| Challenge 1 |
Please reproduce word for word the passage of the Intel neuromorphic chip article below, starting with "The chip itself" and going on through "64 Loihi chips.".
| Challenge 2 |
Continue the Intel neuromorphic chip article below from its final sentence.

| Document segment |
......

Intel has made its neuromorphic chip available to the broader research community.

The chip itself is known as Loihi, but Intel combines eight to 32 of the chips to form one 'Nahuku board' and then combines several Nahuku boards to form one Pohoiki Beach neuromorphic system containing 64 Loihi chips.

Officially launched today at the Defense Advanced Research Projects Agency’s Electronics Resurgence Initiative 2019 summit in Detroit, Michigan, the eight million neuron Pohoiki Beach is somewhat inspired by the architecture of the human brain.

Brain-on-a-chip

Nahuku close up
Nahuku close up – Intel

“We’ve implemented a programmable feature set which is faithful to neuromorphic architectural principles. It is all distributed through the mesh in a very fine-grained parallel way which means that we believe it is going to be very efficient for scaling and performance compared to a von Neumann type of an architecture approach," Mike Davies, director of Intel’s Neuromorphic Computing Lab, told DCD last year for our deep dive feature exploring various ambitious neuromorphic computing approaches underway around the world.

......

| Dataset rows |
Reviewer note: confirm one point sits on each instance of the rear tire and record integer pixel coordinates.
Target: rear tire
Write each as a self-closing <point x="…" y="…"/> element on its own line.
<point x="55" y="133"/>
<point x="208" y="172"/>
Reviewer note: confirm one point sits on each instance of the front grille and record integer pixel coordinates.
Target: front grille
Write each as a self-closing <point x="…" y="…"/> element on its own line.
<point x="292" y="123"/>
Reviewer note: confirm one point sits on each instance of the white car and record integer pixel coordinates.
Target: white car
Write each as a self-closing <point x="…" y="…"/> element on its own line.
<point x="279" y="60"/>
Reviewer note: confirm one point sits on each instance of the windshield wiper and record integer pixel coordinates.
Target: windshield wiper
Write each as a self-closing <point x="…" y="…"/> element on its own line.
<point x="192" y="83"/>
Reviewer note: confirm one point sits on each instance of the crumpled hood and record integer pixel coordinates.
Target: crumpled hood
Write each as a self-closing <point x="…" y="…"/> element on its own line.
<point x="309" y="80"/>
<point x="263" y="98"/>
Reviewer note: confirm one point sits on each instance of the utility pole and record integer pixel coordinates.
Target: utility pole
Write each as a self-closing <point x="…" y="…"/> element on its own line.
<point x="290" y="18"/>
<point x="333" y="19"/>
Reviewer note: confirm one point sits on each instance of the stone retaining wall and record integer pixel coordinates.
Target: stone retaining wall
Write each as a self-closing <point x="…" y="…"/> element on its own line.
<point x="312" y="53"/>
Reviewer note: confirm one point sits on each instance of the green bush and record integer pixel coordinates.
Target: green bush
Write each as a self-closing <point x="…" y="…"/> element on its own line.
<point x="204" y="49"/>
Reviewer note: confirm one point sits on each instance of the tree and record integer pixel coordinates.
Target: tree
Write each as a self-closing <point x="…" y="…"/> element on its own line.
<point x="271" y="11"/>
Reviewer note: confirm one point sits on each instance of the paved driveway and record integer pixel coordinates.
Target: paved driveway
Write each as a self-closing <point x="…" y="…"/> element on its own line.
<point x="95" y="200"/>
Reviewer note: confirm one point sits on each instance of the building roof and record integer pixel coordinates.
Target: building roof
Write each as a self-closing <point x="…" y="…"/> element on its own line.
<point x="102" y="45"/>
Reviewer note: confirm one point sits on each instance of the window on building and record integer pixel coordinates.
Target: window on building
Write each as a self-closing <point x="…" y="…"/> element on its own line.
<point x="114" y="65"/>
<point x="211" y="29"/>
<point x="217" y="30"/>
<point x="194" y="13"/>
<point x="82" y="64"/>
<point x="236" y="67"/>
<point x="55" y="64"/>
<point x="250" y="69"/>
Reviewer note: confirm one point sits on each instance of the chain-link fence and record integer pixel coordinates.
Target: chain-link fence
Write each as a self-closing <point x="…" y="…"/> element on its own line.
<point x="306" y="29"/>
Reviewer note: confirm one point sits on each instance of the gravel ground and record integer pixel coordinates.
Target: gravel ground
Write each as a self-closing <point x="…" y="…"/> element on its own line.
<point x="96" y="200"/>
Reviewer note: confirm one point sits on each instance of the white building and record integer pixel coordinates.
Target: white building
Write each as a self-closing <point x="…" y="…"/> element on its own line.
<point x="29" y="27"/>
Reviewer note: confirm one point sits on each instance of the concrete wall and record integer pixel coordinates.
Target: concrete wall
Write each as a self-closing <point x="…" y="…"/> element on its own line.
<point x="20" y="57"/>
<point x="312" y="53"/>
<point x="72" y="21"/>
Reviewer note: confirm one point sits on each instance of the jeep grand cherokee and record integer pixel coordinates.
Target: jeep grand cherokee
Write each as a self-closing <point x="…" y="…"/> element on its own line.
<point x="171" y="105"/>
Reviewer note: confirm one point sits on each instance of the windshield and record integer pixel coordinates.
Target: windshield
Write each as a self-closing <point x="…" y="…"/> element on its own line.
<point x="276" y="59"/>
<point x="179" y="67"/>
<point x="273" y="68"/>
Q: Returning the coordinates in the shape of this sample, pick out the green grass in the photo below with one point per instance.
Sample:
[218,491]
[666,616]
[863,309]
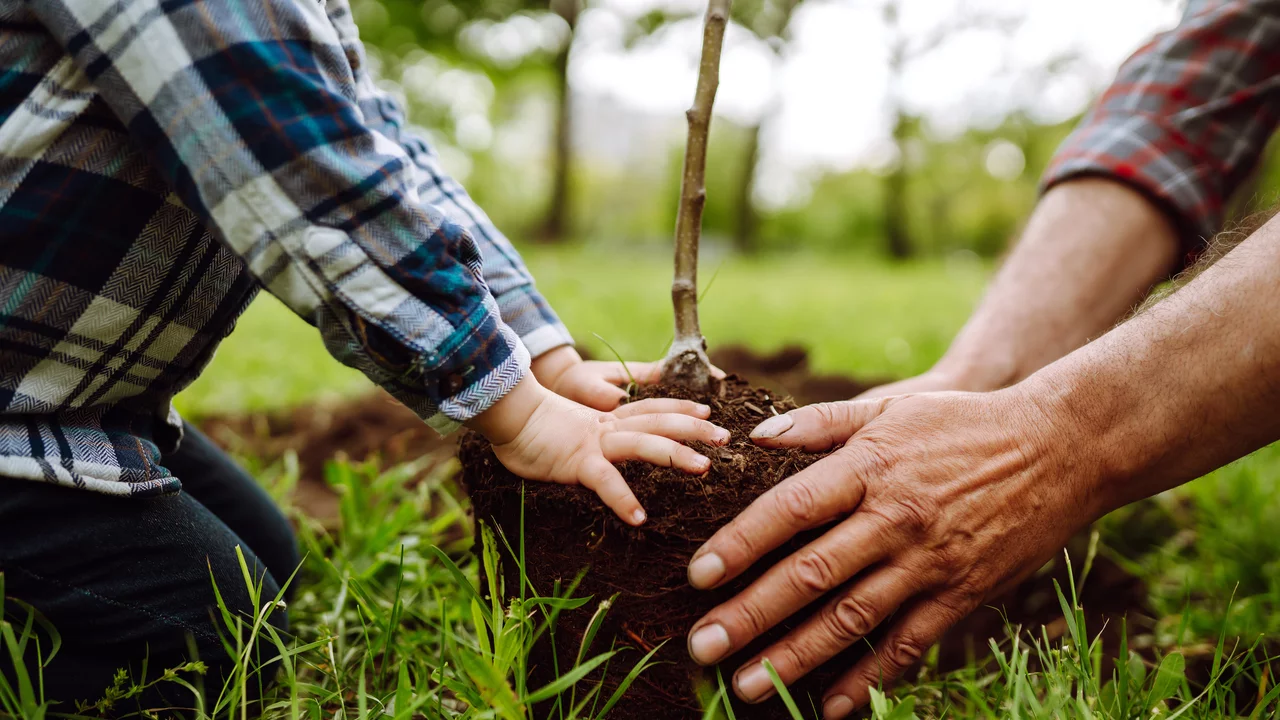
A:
[391,620]
[856,317]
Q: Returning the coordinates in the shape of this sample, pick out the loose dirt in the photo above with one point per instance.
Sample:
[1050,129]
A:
[376,427]
[567,529]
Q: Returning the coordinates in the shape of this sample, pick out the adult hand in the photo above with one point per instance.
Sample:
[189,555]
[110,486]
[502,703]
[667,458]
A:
[940,501]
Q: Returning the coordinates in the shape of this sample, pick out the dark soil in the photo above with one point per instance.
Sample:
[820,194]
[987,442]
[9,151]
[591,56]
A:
[376,427]
[786,373]
[365,428]
[567,529]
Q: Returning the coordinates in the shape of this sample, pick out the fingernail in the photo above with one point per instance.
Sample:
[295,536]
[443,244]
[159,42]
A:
[705,572]
[836,707]
[773,427]
[708,645]
[753,683]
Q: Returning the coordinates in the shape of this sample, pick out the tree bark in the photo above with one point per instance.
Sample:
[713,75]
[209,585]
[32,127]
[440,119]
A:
[686,363]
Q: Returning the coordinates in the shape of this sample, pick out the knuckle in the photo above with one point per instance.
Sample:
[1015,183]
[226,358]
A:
[737,541]
[851,619]
[791,660]
[912,514]
[830,413]
[904,652]
[754,619]
[813,573]
[796,501]
[873,456]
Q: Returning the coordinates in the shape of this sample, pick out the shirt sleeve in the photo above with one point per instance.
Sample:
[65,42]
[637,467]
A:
[521,305]
[248,109]
[1188,115]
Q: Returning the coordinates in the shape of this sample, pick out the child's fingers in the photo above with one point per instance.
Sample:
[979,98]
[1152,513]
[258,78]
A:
[656,450]
[602,478]
[663,405]
[602,396]
[675,427]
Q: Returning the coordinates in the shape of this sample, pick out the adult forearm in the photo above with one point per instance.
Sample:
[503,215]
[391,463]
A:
[1091,251]
[1185,387]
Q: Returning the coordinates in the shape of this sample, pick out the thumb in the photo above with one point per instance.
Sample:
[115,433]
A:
[818,427]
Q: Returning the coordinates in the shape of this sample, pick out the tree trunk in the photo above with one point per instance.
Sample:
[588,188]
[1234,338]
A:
[748,222]
[897,232]
[556,223]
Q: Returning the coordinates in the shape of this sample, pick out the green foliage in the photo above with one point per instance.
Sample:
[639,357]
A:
[392,623]
[856,314]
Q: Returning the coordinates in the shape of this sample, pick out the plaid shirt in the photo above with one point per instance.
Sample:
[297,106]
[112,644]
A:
[1187,118]
[160,162]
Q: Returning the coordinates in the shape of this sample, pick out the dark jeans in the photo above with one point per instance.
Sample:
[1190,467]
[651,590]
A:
[127,580]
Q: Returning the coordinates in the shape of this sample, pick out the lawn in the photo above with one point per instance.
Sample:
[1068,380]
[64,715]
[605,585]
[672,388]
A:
[389,623]
[856,317]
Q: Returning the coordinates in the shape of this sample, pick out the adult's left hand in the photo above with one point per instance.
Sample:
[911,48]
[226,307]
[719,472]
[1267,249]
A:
[938,501]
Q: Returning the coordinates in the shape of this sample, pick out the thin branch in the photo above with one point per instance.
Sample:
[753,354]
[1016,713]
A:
[686,363]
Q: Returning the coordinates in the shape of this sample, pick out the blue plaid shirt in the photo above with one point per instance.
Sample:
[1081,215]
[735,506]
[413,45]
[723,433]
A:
[160,160]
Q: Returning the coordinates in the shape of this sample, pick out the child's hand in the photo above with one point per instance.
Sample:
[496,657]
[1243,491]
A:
[593,383]
[542,436]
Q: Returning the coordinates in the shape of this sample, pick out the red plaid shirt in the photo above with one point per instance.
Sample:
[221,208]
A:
[1188,115]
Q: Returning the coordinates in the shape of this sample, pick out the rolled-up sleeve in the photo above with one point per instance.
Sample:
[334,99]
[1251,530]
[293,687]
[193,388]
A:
[248,110]
[1188,115]
[520,302]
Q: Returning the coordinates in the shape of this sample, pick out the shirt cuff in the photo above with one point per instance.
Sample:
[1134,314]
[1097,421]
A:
[1150,155]
[531,318]
[487,390]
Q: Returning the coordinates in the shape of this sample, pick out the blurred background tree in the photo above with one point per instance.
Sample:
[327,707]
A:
[894,128]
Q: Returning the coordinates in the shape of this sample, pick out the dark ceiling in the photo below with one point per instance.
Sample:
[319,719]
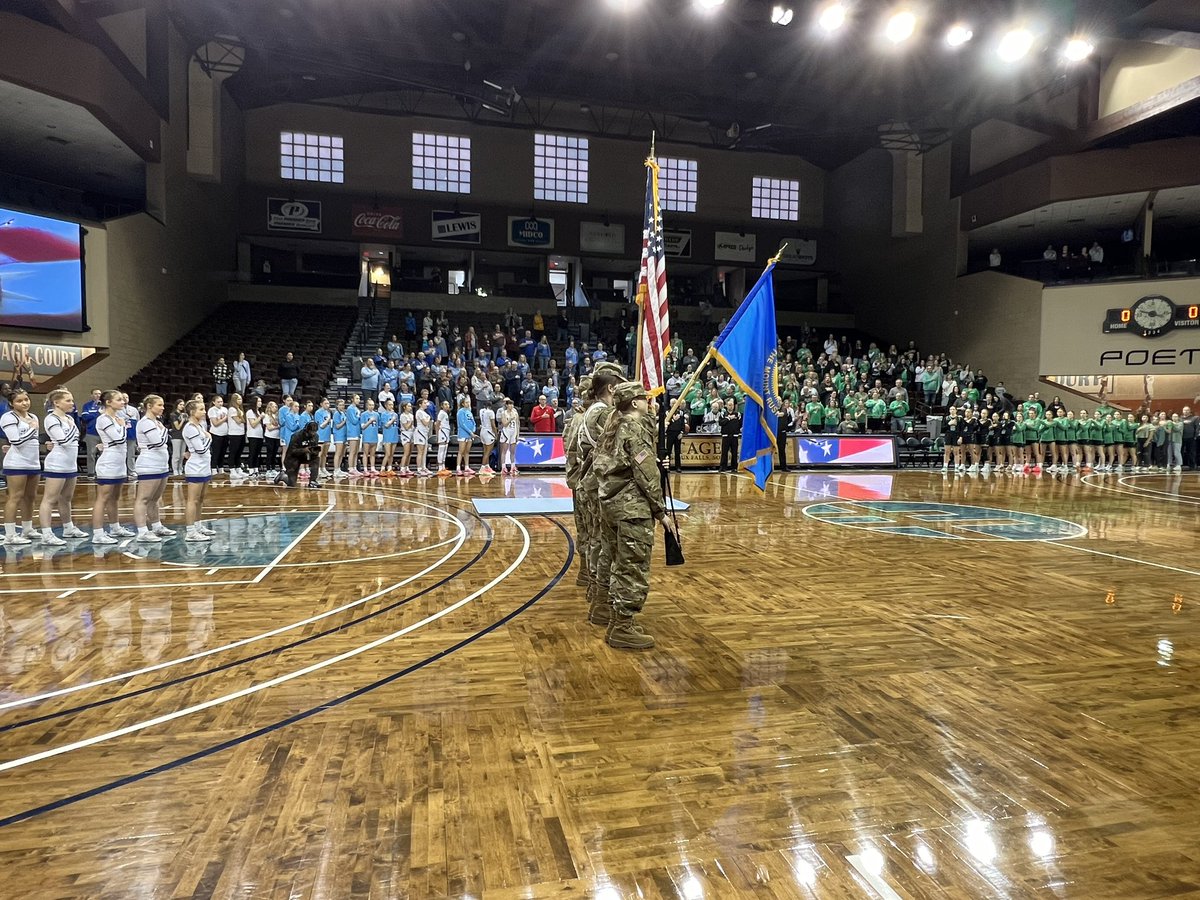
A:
[823,99]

......

| Expected answer 1 |
The chip itself is known as Loihi, but Intel combines eight to 32 of the chips to form one 'Nahuku board' and then combines several Nahuku boards to form one Pohoiki Beach neuromorphic system containing 64 Loihi chips.

| Expected answer 2 |
“We are impressed with the early results demonstrated as we scale Loihi to create more powerful neuromorphic systems. Pohoiki Beach will now be available to more than 60 ecosystem partners, who will use this specialized system to solve complex, compute-intensive problems," Rich Uhlig, managing director of Intel Labs, said.

The system relies on spiking neural networks, which use the frequency of spikes, or the timing between spikes, to encode information, akin to how neurons in the brain communicate through "pure unit impulses where all the information is conveyed simply in the timing of the spikes and the relative timing of different spikes from different neurons,” University of Manchester's Professor Steve Furber told us last year.

This approach can lead to faster computation on certain workloads, and vastly less power usage than with conventional systems - making it more attractive for Edge devices.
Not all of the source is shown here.